_Data records_
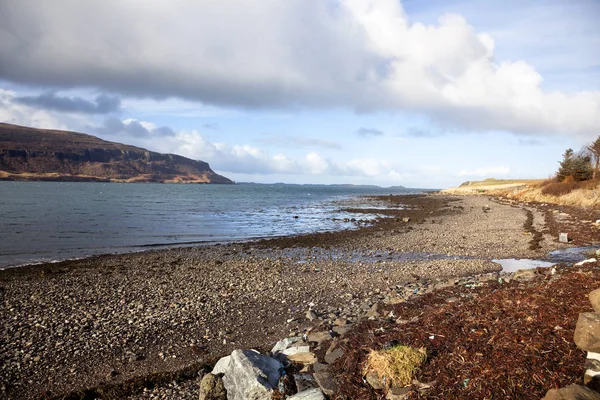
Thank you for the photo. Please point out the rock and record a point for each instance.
(303, 358)
(310, 394)
(588, 261)
(524, 274)
(374, 381)
(249, 375)
(333, 355)
(311, 315)
(587, 332)
(326, 383)
(305, 382)
(212, 388)
(572, 392)
(341, 330)
(373, 311)
(595, 299)
(319, 336)
(284, 344)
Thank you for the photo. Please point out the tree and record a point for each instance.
(594, 150)
(578, 167)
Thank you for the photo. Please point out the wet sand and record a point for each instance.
(110, 319)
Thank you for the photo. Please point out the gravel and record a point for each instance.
(109, 319)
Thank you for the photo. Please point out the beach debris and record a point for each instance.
(576, 392)
(212, 388)
(249, 375)
(395, 366)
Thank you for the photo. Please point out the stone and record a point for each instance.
(284, 344)
(212, 388)
(310, 394)
(331, 356)
(588, 261)
(249, 375)
(587, 332)
(373, 311)
(319, 336)
(305, 382)
(311, 315)
(303, 358)
(374, 381)
(595, 299)
(524, 274)
(341, 330)
(326, 383)
(572, 392)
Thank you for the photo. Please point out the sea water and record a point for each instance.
(48, 221)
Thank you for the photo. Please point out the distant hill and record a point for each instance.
(41, 154)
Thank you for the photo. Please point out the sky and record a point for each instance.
(415, 93)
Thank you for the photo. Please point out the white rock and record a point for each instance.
(284, 344)
(250, 375)
(310, 394)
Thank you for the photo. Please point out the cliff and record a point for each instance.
(40, 154)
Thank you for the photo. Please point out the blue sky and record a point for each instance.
(413, 93)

_Task details_
The entries above should be reproduced exactly, without their pictures.

_Written answer_
Thank you for the photo. Please point out the rock and record a point for each instance.
(303, 358)
(310, 394)
(588, 261)
(524, 274)
(374, 381)
(249, 375)
(333, 355)
(311, 315)
(587, 332)
(326, 383)
(305, 382)
(212, 388)
(572, 392)
(341, 330)
(373, 311)
(595, 299)
(319, 336)
(284, 344)
Thank you for the photo. Please point out the tree and record a point for each instance.
(594, 150)
(578, 167)
Thank you for the photo. Please point out the wet sand and record a point for each instance.
(110, 319)
Thank you for the photo. Please point out the gravel and record a point for each instance.
(109, 319)
Thank you for the photo. Please point out the beach debris and record a point for each instance.
(576, 392)
(212, 388)
(249, 375)
(395, 366)
Thank you for the photo. Please point out the stone and record a point for each instance.
(284, 344)
(212, 388)
(310, 394)
(331, 356)
(588, 261)
(249, 375)
(587, 332)
(373, 311)
(319, 336)
(305, 382)
(311, 315)
(303, 358)
(374, 381)
(595, 299)
(524, 274)
(341, 330)
(326, 383)
(572, 392)
Thank you for the photo. Please point out the sea water and record a point for each instance.
(48, 221)
Thank you for the photo. Please point out the distant hill and record a point for each instance.
(41, 154)
Thank you for the photo. Please point out the sky and record a point for each instance.
(415, 93)
Thank you for the photo. Please point out the white rock and record a point for each instance.
(284, 344)
(250, 375)
(310, 394)
Thank you for the photo. Please point out the cliff and record a point for each instance.
(40, 154)
Thank you for the photo. Please point out the blue sky and record a point for each instance.
(413, 93)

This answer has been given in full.